>> start AVAILABLE RECORDS
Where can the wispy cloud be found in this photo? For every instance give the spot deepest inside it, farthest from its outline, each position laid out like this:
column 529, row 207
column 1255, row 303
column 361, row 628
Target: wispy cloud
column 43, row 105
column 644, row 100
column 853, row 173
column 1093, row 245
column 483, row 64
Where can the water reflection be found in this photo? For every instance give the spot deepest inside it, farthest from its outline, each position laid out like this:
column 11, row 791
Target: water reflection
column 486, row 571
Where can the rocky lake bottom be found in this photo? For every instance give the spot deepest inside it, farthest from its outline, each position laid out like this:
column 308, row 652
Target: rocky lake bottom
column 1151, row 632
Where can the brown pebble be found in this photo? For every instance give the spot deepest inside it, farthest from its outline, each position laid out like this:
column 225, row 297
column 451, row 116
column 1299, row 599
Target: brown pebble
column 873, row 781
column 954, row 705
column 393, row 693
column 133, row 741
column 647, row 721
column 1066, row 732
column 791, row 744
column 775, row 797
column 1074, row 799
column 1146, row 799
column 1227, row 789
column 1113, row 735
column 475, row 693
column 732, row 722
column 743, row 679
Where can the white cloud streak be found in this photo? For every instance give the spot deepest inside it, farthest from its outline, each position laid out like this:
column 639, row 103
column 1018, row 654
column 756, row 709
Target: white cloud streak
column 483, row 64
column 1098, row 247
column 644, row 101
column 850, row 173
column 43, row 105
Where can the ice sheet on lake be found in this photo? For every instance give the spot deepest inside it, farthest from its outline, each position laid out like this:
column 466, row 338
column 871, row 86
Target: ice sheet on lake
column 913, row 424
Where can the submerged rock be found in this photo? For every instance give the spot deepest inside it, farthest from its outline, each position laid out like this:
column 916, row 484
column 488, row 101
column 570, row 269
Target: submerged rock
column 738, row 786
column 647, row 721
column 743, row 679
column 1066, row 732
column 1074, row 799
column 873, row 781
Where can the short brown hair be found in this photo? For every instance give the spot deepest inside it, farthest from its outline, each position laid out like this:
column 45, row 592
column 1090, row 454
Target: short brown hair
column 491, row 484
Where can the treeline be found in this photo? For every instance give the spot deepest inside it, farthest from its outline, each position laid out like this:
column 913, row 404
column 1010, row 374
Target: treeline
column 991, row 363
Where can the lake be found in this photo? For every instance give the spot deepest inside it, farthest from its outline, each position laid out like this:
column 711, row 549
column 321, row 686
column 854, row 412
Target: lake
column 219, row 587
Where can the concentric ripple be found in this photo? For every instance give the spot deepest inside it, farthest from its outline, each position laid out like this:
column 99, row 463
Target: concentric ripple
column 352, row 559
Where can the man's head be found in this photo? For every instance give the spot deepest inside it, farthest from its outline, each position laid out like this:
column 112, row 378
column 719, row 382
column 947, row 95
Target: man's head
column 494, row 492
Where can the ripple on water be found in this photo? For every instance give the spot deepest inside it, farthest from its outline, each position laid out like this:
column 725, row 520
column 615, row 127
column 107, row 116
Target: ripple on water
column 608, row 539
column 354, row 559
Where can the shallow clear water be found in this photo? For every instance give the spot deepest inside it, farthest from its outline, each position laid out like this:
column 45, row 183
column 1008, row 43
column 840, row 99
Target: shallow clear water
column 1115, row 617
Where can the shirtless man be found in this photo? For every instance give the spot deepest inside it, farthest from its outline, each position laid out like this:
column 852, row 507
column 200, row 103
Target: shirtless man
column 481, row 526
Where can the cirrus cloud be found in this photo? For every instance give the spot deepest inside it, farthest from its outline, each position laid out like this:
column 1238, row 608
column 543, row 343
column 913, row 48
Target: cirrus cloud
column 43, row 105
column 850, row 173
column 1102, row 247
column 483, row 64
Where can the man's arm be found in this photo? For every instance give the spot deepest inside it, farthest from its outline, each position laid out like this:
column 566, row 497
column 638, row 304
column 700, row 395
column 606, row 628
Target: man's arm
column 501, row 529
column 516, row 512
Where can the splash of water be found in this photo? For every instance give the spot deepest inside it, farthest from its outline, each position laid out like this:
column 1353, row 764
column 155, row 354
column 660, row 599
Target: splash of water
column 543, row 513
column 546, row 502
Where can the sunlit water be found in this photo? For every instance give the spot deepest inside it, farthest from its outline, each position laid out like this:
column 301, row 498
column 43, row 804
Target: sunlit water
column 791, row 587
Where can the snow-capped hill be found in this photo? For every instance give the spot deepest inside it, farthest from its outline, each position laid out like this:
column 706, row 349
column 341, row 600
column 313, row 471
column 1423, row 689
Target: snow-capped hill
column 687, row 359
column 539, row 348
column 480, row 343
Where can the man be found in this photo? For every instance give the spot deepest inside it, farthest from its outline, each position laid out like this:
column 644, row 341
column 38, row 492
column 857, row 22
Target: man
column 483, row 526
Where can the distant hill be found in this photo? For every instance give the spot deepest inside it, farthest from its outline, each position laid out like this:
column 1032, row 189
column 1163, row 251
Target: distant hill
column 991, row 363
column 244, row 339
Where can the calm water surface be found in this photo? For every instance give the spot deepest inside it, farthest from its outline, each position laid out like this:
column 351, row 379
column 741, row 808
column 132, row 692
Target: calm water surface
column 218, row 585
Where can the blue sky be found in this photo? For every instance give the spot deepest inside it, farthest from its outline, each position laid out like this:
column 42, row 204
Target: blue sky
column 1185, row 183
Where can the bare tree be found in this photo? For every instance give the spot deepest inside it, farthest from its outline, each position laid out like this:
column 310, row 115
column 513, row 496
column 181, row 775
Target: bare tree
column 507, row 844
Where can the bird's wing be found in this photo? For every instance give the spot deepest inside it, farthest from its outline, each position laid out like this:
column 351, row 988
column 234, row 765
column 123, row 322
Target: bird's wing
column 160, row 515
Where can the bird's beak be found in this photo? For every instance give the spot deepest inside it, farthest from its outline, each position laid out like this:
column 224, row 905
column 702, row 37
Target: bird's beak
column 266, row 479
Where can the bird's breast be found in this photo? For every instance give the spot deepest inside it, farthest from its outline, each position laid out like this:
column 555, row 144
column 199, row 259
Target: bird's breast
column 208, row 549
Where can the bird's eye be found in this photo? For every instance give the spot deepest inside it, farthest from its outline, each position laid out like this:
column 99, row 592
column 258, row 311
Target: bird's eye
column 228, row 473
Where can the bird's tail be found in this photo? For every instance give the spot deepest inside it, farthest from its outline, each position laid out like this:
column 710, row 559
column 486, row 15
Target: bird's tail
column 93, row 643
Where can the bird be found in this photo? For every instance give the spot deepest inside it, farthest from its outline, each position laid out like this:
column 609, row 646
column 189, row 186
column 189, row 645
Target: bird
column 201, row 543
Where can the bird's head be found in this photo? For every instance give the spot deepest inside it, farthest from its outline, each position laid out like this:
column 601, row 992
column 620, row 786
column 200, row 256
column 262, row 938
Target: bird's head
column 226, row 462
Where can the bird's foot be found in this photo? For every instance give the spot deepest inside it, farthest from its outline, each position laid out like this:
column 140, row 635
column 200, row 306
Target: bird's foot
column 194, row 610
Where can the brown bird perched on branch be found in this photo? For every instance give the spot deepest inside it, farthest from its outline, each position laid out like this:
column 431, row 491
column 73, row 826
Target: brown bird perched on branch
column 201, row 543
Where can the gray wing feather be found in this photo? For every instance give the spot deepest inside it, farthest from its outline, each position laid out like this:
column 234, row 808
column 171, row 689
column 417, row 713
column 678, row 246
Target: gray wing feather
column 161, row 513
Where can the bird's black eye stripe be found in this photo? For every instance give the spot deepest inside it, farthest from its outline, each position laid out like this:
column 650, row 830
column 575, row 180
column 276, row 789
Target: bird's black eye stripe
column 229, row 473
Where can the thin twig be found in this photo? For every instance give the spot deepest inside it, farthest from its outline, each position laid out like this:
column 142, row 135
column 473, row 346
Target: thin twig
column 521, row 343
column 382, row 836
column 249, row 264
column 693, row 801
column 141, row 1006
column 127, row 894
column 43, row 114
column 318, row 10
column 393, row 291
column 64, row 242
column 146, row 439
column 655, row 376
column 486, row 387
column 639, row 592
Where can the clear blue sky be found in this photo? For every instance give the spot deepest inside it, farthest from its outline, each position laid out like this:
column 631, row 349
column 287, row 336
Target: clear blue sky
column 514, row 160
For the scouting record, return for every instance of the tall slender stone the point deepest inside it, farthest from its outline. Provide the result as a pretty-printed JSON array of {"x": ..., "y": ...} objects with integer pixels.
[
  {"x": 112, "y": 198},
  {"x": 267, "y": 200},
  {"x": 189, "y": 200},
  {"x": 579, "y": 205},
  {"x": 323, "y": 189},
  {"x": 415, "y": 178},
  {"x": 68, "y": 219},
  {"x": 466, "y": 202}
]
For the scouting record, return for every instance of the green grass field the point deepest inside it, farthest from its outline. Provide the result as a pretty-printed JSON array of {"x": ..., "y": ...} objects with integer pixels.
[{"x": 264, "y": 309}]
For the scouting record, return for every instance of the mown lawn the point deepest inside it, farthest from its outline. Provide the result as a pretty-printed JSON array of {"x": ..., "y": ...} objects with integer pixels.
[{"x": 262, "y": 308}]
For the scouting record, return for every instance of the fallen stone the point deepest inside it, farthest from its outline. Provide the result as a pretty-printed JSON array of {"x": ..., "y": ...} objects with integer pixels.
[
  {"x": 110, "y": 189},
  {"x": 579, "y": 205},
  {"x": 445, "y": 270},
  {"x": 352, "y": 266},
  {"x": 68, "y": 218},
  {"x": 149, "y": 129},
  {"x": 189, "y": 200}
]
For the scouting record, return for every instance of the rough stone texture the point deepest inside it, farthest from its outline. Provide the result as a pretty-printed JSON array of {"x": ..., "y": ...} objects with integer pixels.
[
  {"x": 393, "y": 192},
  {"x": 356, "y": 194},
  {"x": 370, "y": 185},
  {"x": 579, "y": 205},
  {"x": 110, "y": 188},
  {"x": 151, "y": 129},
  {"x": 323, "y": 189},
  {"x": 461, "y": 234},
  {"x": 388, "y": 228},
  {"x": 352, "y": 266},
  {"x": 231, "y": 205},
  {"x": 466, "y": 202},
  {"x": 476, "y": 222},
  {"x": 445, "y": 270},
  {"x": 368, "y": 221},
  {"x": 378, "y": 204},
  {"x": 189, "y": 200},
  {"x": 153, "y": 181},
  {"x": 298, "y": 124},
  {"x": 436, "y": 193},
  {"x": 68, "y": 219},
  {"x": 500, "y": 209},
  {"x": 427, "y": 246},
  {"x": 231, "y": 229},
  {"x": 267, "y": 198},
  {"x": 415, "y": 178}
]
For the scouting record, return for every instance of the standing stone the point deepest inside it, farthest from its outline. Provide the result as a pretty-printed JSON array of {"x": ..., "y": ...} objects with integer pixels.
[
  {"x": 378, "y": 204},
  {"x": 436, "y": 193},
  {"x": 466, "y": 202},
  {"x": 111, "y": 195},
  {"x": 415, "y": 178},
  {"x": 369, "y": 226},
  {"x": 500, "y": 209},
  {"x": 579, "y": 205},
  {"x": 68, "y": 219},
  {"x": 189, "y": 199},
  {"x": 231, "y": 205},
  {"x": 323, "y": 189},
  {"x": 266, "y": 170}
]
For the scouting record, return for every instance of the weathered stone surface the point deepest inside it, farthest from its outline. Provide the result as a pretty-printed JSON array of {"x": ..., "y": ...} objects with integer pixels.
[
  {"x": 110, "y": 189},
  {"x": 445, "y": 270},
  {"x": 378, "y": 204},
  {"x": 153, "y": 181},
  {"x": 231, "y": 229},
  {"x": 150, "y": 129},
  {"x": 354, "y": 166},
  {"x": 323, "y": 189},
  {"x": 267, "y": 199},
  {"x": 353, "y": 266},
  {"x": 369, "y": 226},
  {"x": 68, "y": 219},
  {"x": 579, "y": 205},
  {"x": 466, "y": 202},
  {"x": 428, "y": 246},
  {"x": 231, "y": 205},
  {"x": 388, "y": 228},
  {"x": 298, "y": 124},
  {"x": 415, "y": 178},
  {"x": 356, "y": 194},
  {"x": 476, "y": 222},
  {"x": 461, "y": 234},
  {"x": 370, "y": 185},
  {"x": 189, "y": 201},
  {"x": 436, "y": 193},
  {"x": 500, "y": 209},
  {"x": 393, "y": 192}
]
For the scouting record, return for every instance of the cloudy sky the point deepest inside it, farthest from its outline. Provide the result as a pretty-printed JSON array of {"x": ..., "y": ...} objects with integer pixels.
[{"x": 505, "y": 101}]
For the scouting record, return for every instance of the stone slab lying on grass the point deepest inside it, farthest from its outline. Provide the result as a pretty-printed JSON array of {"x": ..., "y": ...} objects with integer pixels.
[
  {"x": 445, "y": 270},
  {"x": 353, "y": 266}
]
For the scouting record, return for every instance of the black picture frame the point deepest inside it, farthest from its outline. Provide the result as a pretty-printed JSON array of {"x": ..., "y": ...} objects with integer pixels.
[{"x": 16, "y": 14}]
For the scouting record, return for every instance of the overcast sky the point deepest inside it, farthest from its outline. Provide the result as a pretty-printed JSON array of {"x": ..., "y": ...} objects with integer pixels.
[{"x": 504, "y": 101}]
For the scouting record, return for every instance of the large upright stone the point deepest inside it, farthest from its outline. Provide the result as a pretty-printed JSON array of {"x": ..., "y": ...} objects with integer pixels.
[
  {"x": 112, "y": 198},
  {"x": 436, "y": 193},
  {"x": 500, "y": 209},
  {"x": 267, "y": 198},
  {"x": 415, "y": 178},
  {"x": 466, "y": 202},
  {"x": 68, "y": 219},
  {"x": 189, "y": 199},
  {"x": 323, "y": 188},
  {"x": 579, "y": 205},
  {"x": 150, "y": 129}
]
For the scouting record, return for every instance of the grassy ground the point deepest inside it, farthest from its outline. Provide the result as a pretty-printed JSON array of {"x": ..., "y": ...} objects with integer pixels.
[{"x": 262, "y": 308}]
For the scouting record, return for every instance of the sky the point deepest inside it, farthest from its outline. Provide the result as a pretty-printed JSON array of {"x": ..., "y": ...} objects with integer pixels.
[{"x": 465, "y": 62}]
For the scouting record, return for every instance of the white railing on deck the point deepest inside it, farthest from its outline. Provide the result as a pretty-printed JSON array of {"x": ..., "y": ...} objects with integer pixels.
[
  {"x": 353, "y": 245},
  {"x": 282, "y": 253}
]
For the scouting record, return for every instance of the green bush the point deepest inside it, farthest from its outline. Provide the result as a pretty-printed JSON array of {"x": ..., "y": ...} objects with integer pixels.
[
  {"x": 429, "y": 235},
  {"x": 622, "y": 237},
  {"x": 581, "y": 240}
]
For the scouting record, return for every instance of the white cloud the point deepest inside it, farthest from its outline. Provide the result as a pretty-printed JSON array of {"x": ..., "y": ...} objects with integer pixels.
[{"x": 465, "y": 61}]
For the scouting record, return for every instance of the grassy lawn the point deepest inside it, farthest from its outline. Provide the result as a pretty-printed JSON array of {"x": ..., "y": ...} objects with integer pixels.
>> end AVAILABLE RECORDS
Rewrite the data from its first line through the line with "column 486, row 571", changing "photo" to "image" and keeping everything else the same.

Where can the wispy cloud be found in this image? For every instance give the spot deepest inside it, farthest from its outline, each position laid out like this:
column 529, row 207
column 1255, row 303
column 361, row 628
Target: wispy cloud
column 43, row 105
column 644, row 100
column 853, row 173
column 1093, row 245
column 483, row 64
Where can the water reflection be found in this image? For every instance give the spot deepest inside it, farthest from its outline, each position laid out like this:
column 11, row 791
Target: water reflection
column 486, row 571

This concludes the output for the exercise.